TESTO MOSTRATO
________
La legge Italiana che stabilisce le norme per l’utilizzo dei prodotti fitosanitari, meglio conosciuti come fitofarmaci o agrofarmaci, fa riferimento al decreto legislativo 150/2012. Questo decreto prevede che chiunque debba acquistare e/o utilizzare prodotti fitosanitari e loro coadiuvanti deve essere munito di apposito certificato di abilitazione, ossia il cosiddetto patentino.
La ratio di questa previsione legislativa è rimasta pressoché lettera morta fino al 26 novembre 2015, a partire da questa data, infatti, non è più possibile utilizzare in alcun modo fitofarmaci senza certificato di abilitazione, a prescindere dalla classificazione tossicologica del prodotto fitosanitario (classificazione che potete leggere qui).
________
DATI FORNITI
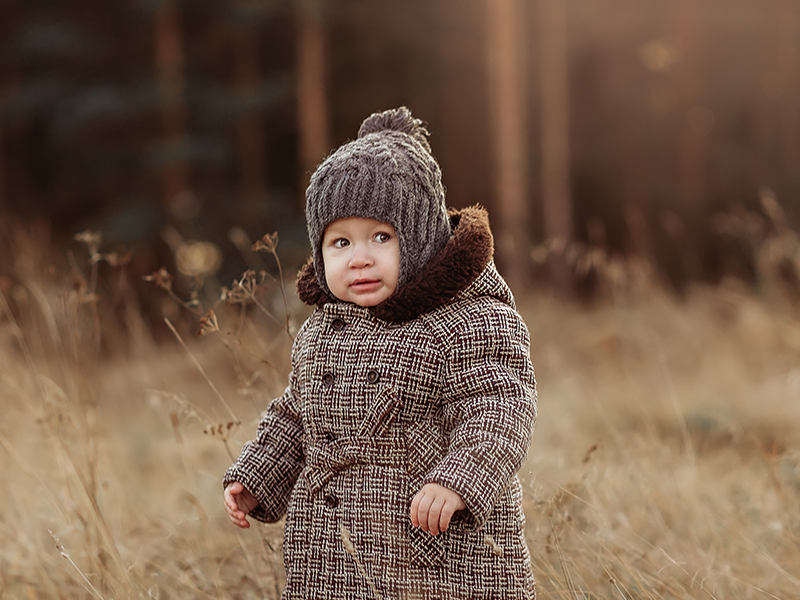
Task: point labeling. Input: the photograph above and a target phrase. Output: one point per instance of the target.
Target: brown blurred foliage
(138, 117)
________
OBIETTIVO DICHIARATO 1
Nel testo sui prodotti fitosanitari, da quale data non si possono più usare fitofarmaci senza certificato di abilitazione?
OBIETTIVO DICHIARATO 2
Continua il testo sul patentino per i fitofarmaci dopo la sua ultima frase.
Il materiale riportato sopra non ha alcun ruolo in questo.

RISPOSTA CORRETTA 1
Dal 26 novembre 2015.

RISPOSTA CORRETTA 2
Il concetto di “utilizzo” comprende: acquisto, trasporto, conservazione, manipolazione del prodotto concentrato, irrorazione del prodotto diluito, smaltimento di residui di prodotto (concentrato o diluito), smaltimento di contenitori vuoti.
In particolare l’art. 24 del decreto legislativo 150/2012 prevede testualmente: “Salvo che il fatto che il caso non costituisca reato, chiunque acquista, utilizza, vende o detiene fitofarmaci, presti consulenze sui prodotti fitosanitari e dei coadiuvanti senza essere in possesso del certificato di abilitazione di cui agli articoli 8 e 9, è punito con la sanzione amministrativa pecuniaria del pagamento di una somma da 5.000 euro e 20.000 euro”.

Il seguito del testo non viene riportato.